* BEGIN READING TEXT *
Update: after further investigation, it has everything to do with this post I made over a year ago.  LOL.  Expect a deja vu post sometime over a year from now where I do it all over again!

Wednesday, July 4, 2012

8, 9, 10, 11

As of day 8, my promise ring from tony FITS!!!! I haven't been able to wear my ring for over a year, and it was killing me because of how much the ring really meant to me. I solely thank my diet change that eliminated a lot of unhealthy stuff and let me flush out some water. Otherwise, these days have been rather uneventful, apart from the fact that my weight hasn't budged, and my appetite is practically nonexistent. I did go over a bit yesterday after having a very meaty steak kabob and no exercise to speak of, but I'm still under budget for the week. I also ended up accidentally missing a running session, I was really avoiding the thick and humid 100+ degree weather. I just have to remember, NO EXCUSES! I'm not going to stop until I find the me that's buried under this fat. Ready for some yoga tomorrow!

Saturday, June 30, 2012

I am losing some serious water weight...

I now weigh 205. Seriously. 205.0 even. Holy wow! I might make it to goal one faster than I thought! Who knew such small changes would start to work so quickly!

Edit to add details about days 5,6, and 7:

Day 5 I did another round of run/walk intervals, but I cheated a little and had mayo with the grilled chicken sandwich I had for lunch. Oops. For dinner though I had baked tilapia with roasted zucchini and rice, so I ended the day well under budget for calories.

Day 6 was a rough day food wise. First of all, it was lasagna day at work. Since I'm transitioning, I wanted to have one last time enjoying the catered in lasagna dinner at work. It came with garlic bread, and chopped fruit. Yeah, that came to about 750 calories. Then when I got home tony was not in the mood to make the stir fry I had on the dinner schedule, so we ended up getting (gasp!!!) Burger King. But I was a good girl and had their amazing chicken apple cranberry salad (grilled of course) with apple vinaigrette dressing and a smoothie. The calorie count was still close to 750 for not a lot of food. Then, I attempted the tae bo workout again: 10 minutes was all I was able to get through before needing to stop. Yikes. Not the best day, but a bad workout is better than none, and I still came in under calorie budget!

Day 7 we ended up going to a watermark with Tony's family. It was Tristan's first time in a pool! Somehow u managed to not eat acting before going, so once we got to the barbecue at uncles house after I went a little crazy. Had Cheetos, pulled pork sandwiches, watermelon, pinwheels, strawberry shortcake, and a Mike's hard lemonade. With no exercise other than pool wading and walking around the waterpark, I ended up 329 over budget, which still left me well under budget for the week. All in all I'm proud of my progress thus far, and ended the week weighing 204.6. I lost a total of 5.4 lbs in one week! Of course much of this is water weight being flushed out, but regardless, it's nice to see the scale creep down.

Wednesday, June 27, 2012

Days 3 & 4 - still going strong, and I dared to weigh myself for the first time since January.

I am on day 4 of my transitional week into a clean eating schedule and regular exercise routine, although I have already technically started the exercise routine.
* END READING TEXT *
* BEGIN INFORMATION SUPPLIED *
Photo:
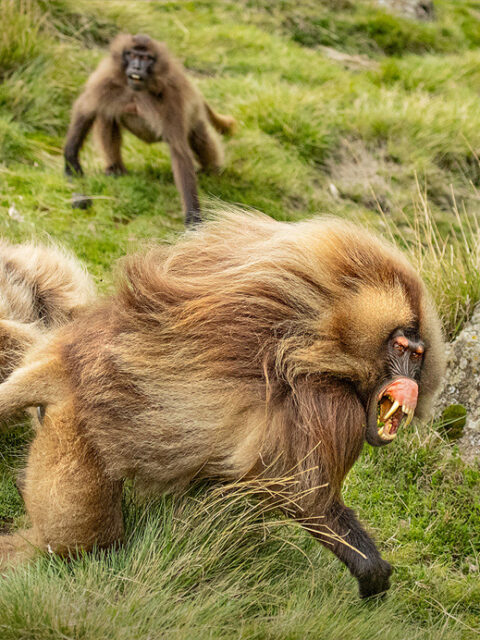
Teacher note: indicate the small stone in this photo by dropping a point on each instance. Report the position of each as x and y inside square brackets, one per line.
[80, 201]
* END INFORMATION SUPPLIED *
* BEGIN INFORMATION SUPPLIED *
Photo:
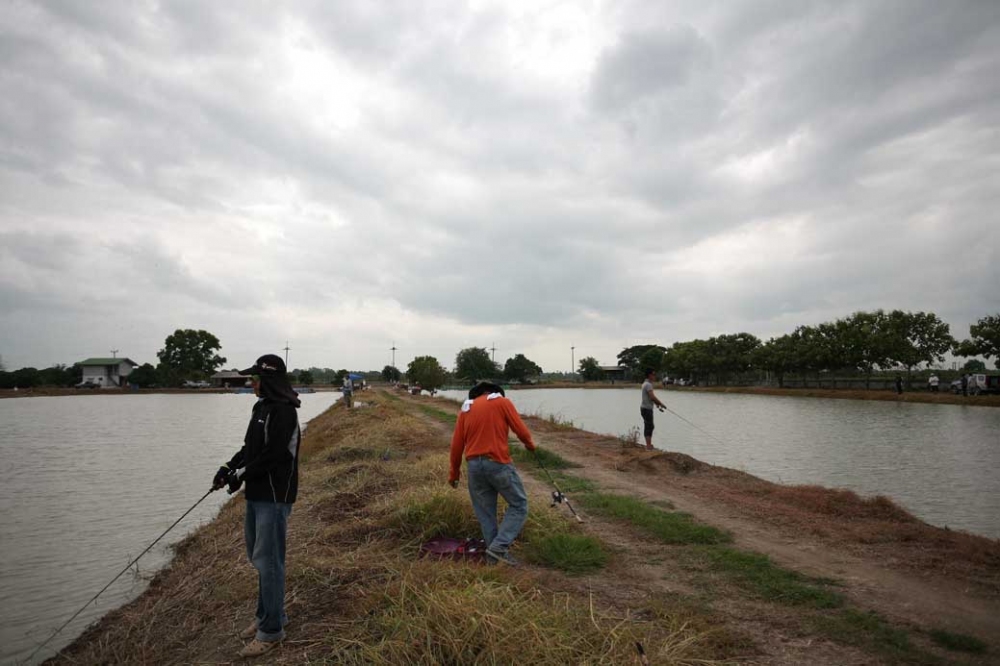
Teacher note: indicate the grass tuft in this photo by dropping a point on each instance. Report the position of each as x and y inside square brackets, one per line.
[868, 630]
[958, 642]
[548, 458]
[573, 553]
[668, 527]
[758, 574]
* END INFORMATION SUPPLIED *
* BEGIN INFORMATION SUPPLIED *
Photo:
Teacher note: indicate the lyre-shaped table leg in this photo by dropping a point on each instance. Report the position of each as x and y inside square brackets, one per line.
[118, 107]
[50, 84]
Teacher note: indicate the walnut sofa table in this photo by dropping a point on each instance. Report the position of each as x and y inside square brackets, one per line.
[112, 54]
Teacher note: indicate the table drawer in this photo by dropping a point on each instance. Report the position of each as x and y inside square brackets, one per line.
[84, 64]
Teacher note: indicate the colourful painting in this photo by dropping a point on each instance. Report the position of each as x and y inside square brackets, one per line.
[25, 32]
* END INFORMATION SUPPLIED *
_REQUIREMENTS_
- 1) Answer these questions about the weight-loss journal above.
(a) What fit again as of day 8?
(b) What weight is reported in the Saturday, June 30, 2012 entry?
(c) How much weight was lost in total over the first week?
- 2) In the weight-loss journal, rewrite the passage starting at "Update: after further" and ending at "all over again!", changing "deja vu" to "repeat".

_ANSWER LIST_
- 1)
(a) The promise ring from Tony.
(b) 205.0.
(c) 5.4 lbs.

- 2)
Update: after further investigation, it has everything to do with this post I made over a year ago.  LOL.  Expect a repeat post sometime over a year from now where I do it all over again!